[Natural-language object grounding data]
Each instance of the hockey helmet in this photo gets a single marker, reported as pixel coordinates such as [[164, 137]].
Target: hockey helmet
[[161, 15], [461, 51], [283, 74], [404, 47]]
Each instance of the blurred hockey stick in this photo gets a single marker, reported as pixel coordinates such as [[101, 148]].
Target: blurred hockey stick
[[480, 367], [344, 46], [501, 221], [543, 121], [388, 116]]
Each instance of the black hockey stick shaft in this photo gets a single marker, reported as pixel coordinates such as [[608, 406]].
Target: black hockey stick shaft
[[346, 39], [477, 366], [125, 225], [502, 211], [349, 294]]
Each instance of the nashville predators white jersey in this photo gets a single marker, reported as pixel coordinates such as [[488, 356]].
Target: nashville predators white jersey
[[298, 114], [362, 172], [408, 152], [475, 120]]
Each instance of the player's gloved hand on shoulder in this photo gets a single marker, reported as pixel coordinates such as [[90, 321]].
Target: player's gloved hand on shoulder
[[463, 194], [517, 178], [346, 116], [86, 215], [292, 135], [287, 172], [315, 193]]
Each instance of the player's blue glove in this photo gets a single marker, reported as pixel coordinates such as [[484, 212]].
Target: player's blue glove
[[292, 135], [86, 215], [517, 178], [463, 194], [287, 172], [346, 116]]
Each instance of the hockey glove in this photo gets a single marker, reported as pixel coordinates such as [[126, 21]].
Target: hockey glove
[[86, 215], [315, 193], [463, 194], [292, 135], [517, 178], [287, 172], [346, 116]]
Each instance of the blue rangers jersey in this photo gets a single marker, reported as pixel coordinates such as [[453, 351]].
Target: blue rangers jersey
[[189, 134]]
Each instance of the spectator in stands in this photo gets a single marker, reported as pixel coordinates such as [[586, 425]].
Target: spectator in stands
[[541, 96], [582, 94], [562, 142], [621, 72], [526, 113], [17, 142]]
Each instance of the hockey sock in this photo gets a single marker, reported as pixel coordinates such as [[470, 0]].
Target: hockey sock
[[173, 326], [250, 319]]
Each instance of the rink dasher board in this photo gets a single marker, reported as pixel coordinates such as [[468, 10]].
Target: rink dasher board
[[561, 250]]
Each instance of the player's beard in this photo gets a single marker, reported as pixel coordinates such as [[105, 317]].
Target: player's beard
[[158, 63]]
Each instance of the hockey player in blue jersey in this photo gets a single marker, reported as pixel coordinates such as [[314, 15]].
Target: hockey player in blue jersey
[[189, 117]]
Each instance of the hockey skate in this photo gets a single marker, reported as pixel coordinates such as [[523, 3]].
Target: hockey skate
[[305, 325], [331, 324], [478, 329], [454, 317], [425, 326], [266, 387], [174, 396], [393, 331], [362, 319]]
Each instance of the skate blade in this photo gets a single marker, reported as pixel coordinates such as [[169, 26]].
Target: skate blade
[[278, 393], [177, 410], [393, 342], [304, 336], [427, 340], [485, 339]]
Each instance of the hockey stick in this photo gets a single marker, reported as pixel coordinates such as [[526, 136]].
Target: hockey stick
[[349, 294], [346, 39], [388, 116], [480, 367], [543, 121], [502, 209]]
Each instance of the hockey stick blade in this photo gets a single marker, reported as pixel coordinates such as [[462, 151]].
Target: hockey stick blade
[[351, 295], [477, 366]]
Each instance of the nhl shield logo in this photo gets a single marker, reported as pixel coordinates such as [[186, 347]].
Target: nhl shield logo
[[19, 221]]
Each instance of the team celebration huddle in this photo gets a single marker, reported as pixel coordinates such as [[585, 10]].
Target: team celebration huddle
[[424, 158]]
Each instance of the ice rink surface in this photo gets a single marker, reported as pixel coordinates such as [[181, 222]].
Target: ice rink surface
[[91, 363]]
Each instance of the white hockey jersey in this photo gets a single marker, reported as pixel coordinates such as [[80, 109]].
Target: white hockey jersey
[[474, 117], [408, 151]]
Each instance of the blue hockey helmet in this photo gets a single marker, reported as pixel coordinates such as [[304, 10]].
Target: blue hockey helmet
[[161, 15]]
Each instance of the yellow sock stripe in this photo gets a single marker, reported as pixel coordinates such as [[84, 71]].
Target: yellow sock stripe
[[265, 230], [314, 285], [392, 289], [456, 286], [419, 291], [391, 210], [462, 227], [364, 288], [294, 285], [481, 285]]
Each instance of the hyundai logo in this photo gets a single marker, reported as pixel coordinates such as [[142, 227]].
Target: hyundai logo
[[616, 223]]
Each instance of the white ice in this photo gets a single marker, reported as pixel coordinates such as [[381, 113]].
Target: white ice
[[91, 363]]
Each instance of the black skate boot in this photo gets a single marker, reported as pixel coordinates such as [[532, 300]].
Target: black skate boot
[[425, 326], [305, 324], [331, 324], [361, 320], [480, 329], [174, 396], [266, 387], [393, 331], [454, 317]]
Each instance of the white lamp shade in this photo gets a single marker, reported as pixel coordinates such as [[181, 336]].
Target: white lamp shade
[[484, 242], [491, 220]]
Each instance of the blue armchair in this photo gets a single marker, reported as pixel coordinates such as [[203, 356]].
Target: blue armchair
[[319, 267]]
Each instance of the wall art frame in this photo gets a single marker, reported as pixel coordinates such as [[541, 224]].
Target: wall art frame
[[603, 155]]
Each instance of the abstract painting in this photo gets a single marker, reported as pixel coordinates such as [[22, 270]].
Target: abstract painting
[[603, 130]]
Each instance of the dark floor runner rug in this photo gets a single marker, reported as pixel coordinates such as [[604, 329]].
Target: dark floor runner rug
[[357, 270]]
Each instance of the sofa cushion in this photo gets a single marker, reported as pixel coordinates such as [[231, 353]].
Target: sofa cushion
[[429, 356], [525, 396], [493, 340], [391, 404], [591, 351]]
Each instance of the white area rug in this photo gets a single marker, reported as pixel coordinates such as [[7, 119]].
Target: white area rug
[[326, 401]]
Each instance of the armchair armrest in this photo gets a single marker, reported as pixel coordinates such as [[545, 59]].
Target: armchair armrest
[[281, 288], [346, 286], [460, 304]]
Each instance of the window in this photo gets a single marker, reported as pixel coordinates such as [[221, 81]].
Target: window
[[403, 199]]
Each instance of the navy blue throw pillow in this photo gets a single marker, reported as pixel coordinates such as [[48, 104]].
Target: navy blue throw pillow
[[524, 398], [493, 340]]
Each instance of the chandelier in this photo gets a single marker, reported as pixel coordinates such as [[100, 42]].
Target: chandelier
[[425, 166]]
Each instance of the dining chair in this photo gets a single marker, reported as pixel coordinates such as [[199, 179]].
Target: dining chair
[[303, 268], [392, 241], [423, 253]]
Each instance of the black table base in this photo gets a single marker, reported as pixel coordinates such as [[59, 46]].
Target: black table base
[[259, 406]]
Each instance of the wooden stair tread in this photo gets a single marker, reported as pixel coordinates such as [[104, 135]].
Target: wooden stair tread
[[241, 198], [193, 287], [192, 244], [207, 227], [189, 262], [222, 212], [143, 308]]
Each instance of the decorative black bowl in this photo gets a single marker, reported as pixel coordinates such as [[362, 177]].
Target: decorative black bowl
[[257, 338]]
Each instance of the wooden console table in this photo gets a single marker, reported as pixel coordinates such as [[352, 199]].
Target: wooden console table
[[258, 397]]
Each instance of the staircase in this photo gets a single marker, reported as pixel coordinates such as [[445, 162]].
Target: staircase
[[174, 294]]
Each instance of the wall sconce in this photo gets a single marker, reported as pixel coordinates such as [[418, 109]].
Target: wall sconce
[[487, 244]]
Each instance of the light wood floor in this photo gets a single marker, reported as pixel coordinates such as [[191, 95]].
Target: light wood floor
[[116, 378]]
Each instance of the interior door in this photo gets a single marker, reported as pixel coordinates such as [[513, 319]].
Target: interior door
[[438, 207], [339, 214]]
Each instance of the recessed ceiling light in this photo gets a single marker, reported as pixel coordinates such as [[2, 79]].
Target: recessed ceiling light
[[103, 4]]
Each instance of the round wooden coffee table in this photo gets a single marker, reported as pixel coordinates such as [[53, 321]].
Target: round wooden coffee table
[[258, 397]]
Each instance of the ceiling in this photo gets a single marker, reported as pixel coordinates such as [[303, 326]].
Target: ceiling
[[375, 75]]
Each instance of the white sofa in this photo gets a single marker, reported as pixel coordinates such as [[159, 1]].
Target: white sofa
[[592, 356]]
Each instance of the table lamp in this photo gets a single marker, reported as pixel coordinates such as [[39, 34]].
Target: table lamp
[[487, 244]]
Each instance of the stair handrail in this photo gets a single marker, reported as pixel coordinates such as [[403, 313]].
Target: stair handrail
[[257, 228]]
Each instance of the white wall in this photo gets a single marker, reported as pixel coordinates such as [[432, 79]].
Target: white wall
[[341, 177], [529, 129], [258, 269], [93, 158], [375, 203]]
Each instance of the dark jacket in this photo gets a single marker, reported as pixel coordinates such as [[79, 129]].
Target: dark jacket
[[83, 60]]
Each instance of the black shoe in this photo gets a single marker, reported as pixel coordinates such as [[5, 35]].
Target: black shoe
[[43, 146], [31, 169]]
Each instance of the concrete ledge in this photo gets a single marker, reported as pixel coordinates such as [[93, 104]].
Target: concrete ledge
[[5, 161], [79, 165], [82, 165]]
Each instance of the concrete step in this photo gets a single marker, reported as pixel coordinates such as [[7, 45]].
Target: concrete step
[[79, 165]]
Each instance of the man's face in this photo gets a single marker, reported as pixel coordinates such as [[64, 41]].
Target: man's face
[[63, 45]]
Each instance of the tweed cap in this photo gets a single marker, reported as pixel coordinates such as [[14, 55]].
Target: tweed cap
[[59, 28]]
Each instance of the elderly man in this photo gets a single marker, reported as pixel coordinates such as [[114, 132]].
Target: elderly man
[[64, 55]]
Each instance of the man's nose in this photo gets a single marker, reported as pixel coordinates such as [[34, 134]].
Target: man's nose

**REQUIRED WORK**: Would you copy, unchanged, the stretch of the records above that begins at the line containing "Each instance of the chandelier" and ends at the line containing "Each instance of the round", and only that?

**EXERCISE RESPONSE**:
Each instance of the chandelier in this photo gets a single marker, reported as pixel coordinates such as [[100, 42]].
Target: chandelier
[[425, 166]]
Each instance of the dining chair in this photo gets a single marker, reported as pixel coordinates such as [[199, 179]].
Target: dining chair
[[303, 268], [392, 241], [423, 253]]
Each instance of the black table base in this photo gets a single marker, reported as pixel coordinates such as [[59, 46]].
Target: black table base
[[259, 406]]
Each instance of the wooden stair tread in this photo gets a single marker, reported as pixel coordinates such as [[104, 135]].
Target: wooden stair tread
[[241, 198], [193, 287], [192, 244], [207, 227], [189, 262], [222, 212], [143, 308]]
Each instance of the decorative black bowl in this photo gets a single marker, reported as pixel coordinates such as [[362, 177]].
Target: decorative black bowl
[[257, 338]]
Each instance of the wooden console table in this photo gets a single marker, reported as pixel coordinates such as [[352, 199]].
Target: wooden console table
[[258, 397]]
Each instance of the staircase in this photo gets a single marker, reported as pixel coordinates such as [[445, 162]].
Target: staircase
[[174, 294]]
Each instance of the wall sconce in this photo gets a single marker, reported as pixel coordinates such as [[418, 109]].
Target: wall sconce
[[487, 244]]
Each instance of the light wood floor in this photo gets a single marker, reported as pixel coordinates such as [[191, 95]].
Target: light wood floor
[[116, 378]]
Each instance of the interior door in this photo gets a single marker, reported as pixel coordinates such as [[513, 319]].
Target: interior door
[[438, 207], [339, 214]]
Each instance of the recessed ceiling light in this photo gets a single marker, reported as pixel coordinates such as [[2, 79]].
Target: recessed ceiling light
[[103, 4]]
Each instance of the round wooden coffee table in this photo gets a single marker, reported as pixel coordinates such as [[53, 321]].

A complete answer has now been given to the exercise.